* _RECORDED INFORMATION_
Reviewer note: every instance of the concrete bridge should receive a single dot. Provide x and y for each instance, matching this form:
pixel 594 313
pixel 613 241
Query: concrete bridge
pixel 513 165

* _EXERCISE_
Rewrite the data above so that every occurrence of "concrete bridge" becomes "stone bridge", with nothing else altered.

* _WORKED ANSWER_
Reviewer note: every instance of the stone bridge should receive a single dot. Provide x and y for each instance, matching this form:
pixel 594 313
pixel 613 241
Query: stone bridge
pixel 513 165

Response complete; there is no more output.